**What you should do:** Write out again, exactly as they stand, the line that includes "Each instance receives one keypoint. Mark the driver" and all remaining lines of the entries.

*** Opening Source material ***

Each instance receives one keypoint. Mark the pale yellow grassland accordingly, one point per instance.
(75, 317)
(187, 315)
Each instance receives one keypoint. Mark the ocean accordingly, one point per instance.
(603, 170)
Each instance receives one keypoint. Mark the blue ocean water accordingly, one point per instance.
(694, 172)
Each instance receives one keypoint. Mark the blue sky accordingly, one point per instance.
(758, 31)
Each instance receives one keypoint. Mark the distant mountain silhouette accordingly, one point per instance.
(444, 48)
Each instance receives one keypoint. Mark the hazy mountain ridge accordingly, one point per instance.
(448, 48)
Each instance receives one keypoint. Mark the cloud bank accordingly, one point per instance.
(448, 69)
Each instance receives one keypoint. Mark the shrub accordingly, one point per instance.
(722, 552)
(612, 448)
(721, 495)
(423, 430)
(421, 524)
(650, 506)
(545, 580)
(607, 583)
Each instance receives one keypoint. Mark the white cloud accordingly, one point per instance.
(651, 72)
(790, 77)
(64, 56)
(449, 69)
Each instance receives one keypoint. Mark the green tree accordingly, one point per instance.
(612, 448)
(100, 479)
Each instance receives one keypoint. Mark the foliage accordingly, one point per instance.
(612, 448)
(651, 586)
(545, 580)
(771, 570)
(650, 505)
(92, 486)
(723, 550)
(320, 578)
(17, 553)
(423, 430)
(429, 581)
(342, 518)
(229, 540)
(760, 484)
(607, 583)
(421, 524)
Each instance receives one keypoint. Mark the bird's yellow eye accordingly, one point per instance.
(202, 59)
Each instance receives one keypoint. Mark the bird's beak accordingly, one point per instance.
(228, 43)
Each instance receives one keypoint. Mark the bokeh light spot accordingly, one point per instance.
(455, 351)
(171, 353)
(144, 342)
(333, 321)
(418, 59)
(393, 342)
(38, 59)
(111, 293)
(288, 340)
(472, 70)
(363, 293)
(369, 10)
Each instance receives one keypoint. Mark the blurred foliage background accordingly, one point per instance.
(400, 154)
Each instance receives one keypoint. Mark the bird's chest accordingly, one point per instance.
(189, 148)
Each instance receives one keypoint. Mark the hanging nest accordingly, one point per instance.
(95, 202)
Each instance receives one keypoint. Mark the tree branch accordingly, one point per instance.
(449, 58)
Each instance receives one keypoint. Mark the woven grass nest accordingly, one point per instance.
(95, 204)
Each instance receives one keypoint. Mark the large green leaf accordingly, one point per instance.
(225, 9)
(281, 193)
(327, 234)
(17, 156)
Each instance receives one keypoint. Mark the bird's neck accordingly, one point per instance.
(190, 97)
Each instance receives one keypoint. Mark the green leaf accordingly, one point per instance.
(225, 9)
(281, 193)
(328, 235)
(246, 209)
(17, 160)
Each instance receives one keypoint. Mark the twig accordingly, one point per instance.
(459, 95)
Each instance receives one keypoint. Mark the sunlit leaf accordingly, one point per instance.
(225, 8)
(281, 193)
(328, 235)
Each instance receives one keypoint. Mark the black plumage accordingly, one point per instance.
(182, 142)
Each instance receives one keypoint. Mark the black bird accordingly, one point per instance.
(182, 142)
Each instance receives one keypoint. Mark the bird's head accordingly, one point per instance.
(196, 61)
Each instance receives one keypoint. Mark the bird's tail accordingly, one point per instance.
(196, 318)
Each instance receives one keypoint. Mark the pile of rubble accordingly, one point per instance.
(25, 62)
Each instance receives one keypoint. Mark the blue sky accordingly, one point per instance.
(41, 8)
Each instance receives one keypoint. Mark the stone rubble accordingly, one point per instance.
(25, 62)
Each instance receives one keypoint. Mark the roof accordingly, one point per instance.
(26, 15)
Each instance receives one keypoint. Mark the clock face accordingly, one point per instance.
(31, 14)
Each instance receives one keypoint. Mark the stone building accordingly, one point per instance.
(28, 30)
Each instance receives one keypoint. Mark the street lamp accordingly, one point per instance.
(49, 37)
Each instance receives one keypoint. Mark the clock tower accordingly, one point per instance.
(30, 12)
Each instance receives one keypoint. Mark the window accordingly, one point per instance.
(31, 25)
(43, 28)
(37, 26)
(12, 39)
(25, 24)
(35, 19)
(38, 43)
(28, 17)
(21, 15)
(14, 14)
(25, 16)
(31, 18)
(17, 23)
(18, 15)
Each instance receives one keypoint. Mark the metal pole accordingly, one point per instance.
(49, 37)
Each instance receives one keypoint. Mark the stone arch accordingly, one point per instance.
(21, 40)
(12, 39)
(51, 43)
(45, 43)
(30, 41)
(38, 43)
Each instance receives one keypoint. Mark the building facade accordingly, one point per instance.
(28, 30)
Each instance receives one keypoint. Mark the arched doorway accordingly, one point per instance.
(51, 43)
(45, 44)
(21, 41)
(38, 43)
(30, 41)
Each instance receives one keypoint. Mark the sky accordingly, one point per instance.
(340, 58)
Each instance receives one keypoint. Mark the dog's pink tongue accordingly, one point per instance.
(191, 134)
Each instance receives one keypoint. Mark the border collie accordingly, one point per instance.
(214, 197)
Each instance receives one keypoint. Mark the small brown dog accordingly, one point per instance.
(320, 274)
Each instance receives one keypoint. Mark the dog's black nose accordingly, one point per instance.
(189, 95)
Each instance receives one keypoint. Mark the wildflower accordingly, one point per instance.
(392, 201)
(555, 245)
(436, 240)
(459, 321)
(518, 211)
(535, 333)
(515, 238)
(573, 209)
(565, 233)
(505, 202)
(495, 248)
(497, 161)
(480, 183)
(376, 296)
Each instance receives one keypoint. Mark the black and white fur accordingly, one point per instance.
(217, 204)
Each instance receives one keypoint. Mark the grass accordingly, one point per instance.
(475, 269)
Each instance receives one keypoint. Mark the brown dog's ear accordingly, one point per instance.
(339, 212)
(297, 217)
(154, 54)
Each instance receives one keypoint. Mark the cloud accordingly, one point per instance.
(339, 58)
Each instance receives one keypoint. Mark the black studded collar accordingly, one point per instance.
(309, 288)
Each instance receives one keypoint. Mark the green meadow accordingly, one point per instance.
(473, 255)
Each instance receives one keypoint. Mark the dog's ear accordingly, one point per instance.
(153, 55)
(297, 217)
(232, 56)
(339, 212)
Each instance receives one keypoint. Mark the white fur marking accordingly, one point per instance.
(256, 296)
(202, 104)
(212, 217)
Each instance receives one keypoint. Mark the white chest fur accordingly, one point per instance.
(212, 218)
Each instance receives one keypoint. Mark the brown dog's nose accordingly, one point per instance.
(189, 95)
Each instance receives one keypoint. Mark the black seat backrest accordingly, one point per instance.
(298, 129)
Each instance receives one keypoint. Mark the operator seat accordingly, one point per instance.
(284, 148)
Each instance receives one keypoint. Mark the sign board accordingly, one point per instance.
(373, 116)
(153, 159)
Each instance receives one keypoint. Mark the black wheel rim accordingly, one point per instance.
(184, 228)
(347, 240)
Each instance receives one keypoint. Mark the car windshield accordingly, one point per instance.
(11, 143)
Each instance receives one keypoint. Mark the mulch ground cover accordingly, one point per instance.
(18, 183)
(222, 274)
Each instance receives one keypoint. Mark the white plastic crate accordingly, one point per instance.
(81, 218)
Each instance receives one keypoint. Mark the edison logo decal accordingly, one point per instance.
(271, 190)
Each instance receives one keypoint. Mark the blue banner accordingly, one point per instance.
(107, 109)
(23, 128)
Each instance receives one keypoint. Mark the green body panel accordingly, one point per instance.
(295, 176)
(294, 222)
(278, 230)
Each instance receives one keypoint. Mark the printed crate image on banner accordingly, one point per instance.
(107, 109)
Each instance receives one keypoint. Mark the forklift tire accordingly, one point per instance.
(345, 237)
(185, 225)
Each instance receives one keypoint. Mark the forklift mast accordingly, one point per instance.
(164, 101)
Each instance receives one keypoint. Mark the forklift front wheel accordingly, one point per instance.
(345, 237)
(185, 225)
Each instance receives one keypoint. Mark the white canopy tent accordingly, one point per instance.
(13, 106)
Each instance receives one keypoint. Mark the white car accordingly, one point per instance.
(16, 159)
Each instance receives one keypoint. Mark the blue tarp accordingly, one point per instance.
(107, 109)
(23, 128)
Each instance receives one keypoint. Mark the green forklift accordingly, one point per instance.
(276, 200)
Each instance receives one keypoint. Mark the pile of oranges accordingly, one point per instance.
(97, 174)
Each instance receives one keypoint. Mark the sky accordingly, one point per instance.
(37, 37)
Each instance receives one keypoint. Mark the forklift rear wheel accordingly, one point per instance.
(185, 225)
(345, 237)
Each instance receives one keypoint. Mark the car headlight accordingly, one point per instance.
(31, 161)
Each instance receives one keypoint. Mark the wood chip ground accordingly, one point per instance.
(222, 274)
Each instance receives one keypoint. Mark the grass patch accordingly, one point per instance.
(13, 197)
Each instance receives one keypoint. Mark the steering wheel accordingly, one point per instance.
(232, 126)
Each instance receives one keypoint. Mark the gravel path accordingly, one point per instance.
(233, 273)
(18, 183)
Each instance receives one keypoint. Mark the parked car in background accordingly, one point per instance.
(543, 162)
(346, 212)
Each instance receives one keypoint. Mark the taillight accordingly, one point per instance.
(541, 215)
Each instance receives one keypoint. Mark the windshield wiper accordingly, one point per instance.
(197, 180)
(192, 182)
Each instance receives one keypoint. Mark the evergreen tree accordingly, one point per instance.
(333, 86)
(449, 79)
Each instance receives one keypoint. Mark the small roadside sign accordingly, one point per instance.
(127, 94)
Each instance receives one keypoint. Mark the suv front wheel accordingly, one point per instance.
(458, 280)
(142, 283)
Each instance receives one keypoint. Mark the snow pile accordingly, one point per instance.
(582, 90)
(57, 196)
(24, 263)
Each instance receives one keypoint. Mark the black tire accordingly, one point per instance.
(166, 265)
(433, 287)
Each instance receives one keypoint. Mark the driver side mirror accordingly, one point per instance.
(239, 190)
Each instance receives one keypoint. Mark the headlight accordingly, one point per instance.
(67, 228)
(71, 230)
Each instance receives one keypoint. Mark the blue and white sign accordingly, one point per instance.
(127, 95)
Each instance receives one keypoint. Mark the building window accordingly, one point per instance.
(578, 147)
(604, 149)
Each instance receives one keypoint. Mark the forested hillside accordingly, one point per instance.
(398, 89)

*** Closing Source material ***

**Response area:**
Each instance receives one keypoint. Mark the driver side mirror accordingly, one point per instance.
(239, 190)
Each instance receives one keypoint. Mark the headlight accordingly, one point per instance.
(67, 228)
(71, 230)
Each instance receives one keypoint. Mark the blue and white sign accordingly, one point per instance.
(127, 95)
Each instance receives one keypoint. Mark the building window accordingly, one point per instance.
(578, 147)
(604, 149)
Each instance receives one keypoint. Mark the forested hillside accordingly, one point per instance.
(398, 89)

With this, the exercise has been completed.